<<<<

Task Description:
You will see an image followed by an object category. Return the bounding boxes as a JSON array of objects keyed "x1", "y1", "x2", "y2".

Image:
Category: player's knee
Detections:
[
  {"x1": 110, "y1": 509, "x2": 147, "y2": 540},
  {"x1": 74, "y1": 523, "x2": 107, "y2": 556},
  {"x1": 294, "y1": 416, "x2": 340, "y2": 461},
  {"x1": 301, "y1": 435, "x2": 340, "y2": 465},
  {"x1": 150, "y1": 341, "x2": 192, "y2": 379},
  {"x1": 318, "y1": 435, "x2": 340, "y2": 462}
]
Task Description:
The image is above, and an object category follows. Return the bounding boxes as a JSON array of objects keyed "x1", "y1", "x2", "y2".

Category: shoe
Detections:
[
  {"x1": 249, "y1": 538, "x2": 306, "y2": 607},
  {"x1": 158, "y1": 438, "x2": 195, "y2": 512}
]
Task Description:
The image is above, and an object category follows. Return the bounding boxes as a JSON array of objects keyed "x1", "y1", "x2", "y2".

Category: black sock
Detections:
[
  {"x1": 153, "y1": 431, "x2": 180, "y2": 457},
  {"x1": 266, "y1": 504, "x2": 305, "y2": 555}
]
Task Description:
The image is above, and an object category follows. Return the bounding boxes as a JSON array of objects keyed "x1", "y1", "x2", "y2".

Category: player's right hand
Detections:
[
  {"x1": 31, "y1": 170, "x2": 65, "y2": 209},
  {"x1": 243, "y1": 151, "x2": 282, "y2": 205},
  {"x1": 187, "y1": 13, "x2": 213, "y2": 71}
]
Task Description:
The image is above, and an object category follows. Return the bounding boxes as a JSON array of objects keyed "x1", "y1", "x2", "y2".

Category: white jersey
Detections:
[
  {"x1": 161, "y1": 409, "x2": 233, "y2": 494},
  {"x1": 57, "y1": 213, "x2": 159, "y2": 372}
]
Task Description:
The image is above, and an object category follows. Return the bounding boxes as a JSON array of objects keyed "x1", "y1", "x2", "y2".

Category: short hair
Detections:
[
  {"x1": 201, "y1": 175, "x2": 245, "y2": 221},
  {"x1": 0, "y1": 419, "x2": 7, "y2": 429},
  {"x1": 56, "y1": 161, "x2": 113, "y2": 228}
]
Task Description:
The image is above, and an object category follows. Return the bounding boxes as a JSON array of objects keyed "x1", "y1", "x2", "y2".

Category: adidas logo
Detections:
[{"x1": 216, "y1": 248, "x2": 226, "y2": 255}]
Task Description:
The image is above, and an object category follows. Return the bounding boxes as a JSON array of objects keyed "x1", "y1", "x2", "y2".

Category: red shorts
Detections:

>>>>

_What is expected_
Search the listing above for lines containing "player", and copy them.

_Answer for the task_
Category: player's knee
Category: player's right hand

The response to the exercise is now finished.